» **Problem statement**:
Reproduce all of the material below line for line, without changing a single character.

» **Rows**:

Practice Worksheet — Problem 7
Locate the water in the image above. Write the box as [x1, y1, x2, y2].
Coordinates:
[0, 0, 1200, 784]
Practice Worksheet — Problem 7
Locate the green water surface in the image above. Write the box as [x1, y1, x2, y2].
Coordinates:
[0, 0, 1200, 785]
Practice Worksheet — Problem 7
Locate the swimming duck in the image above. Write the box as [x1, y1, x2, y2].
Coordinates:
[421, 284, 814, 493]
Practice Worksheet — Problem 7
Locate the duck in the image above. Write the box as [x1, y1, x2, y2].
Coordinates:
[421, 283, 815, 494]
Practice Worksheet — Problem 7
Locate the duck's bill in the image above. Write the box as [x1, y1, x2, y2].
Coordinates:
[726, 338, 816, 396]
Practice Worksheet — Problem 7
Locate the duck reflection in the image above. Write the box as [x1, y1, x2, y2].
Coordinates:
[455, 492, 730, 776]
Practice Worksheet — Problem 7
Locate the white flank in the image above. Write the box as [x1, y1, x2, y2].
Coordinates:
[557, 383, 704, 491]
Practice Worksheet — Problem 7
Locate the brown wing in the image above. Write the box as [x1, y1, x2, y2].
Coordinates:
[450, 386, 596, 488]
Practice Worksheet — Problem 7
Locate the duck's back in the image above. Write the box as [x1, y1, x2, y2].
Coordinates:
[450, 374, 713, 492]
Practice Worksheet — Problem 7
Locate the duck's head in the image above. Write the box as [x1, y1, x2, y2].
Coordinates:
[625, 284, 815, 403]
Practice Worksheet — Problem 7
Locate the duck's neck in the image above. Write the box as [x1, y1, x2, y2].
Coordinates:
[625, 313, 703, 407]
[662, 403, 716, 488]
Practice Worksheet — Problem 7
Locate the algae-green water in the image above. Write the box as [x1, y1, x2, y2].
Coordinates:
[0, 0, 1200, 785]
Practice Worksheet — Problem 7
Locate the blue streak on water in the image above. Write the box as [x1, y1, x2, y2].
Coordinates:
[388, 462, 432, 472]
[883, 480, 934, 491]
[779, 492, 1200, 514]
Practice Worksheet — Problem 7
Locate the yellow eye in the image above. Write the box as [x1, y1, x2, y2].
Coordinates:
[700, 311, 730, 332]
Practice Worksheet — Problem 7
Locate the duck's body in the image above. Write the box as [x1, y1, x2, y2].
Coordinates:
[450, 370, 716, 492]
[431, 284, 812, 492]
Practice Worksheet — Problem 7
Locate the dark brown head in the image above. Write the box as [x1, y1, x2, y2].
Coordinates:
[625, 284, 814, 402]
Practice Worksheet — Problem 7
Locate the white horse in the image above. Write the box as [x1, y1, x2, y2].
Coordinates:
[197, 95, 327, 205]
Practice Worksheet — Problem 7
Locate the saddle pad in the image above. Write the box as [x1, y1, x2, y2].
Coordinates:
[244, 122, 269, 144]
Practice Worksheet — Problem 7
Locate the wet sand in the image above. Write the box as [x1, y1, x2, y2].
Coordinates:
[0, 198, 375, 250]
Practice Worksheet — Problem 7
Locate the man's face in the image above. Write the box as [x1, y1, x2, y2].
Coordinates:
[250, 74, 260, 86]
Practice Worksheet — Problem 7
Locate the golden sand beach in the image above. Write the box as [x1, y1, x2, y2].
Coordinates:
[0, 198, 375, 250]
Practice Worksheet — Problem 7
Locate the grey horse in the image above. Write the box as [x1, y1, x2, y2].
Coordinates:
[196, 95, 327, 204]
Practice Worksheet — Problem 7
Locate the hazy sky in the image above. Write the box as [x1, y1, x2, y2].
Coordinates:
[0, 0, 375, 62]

» **Answer to this task**:
Practice Worksheet — Problem 7
Locate the water in the image above. Write the box as [x1, y1, x2, y2].
Coordinates:
[0, 0, 1200, 784]
Practice Worksheet — Problem 7
Locate the green water surface in the image above. Write the box as [x1, y1, x2, y2].
Coordinates:
[0, 0, 1200, 785]
Practice Worksheet — Problem 7
Locate the swimming duck in the image above. Write the box as [x1, y1, x2, y2].
Coordinates:
[421, 284, 814, 493]
Practice Worksheet — Problem 7
Locate the duck in the image above. Write the box as [x1, y1, x2, y2].
Coordinates:
[421, 283, 815, 494]
Practice Worksheet — Problem 7
Locate the duck's bill in the image above. Write the box as [x1, y1, x2, y2].
Coordinates:
[726, 338, 816, 396]
Practice Worksheet — Problem 7
Locate the duck reflection in the image above. Write the box as [x1, y1, x2, y2].
Coordinates:
[455, 492, 730, 776]
Practice Worksheet — Problem 7
Locate the white flank in the image above. Write the box as [x1, y1, x2, y2].
Coordinates:
[557, 383, 704, 491]
Practice Worksheet — Problem 7
Locate the brown wing in the image above. Write the box as [x1, y1, x2, y2].
Coordinates:
[450, 386, 596, 488]
Practice Worksheet — Problem 7
Locate the duck's back in the image above. Write the box as [x1, y1, x2, y2].
Coordinates:
[450, 374, 713, 492]
Practice Worksheet — Problem 7
Locate the duck's head in the image above. Write the box as [x1, y1, x2, y2].
Coordinates:
[625, 284, 815, 403]
Practice Worksheet — Problem 7
Locate the duck's neck in the image above. Write the box as [x1, y1, x2, y2].
Coordinates:
[625, 313, 703, 407]
[662, 403, 716, 488]
Practice Worksheet — Problem 7
Locate the algae-green water in the image above. Write the box as [x1, y1, x2, y2].
Coordinates:
[0, 0, 1200, 785]
Practice Worksheet — Problem 7
Locate the blue streak on water in the image above. Write the box as [x1, y1, x2, y2].
Coordinates:
[388, 462, 432, 472]
[883, 480, 934, 491]
[779, 492, 1200, 514]
Practice Worksheet — Problem 7
Locate the yellow eye in the image above. Write the box as [x1, y1, x2, y2].
Coordinates:
[700, 311, 730, 332]
Practice Worksheet — Problem 7
Locate the duck's body in the image above. Write the box as [x1, y1, x2, y2].
Coordinates:
[450, 370, 716, 492]
[431, 284, 812, 492]
Practice Worksheet — Problem 7
Locate the dark brown head in the image above. Write the box as [x1, y1, x2, y2].
Coordinates:
[625, 284, 814, 402]
Practice Worksheet — Problem 7
Locate the white horse in the image above. Write the box as [x1, y1, x2, y2].
Coordinates:
[197, 95, 327, 205]
Practice Worksheet — Problem 7
Locate the saddle pad in the image above. Write the box as [x1, y1, x2, y2].
Coordinates:
[244, 122, 269, 144]
Practice Worksheet — Problem 7
Locate the wet sand in the image above. Write the box as [x1, y1, x2, y2].
Coordinates:
[0, 198, 375, 250]
Practice Worksheet — Problem 7
Locate the man's face in the image above. Write the box as [x1, y1, x2, y2].
Coordinates:
[250, 74, 260, 86]
Practice Worksheet — Problem 7
Locate the golden sand beach in the image above. Write the box as [x1, y1, x2, y2].
Coordinates:
[0, 198, 375, 250]
Practice Worksheet — Problem 7
Locate the grey horse in the image above. Write the box as [x1, y1, x2, y2].
Coordinates:
[196, 95, 327, 204]
Practice Worksheet — Problem 7
Locate the hazy sky in the image above. Write the box as [x1, y1, x2, y2].
Coordinates:
[0, 0, 375, 62]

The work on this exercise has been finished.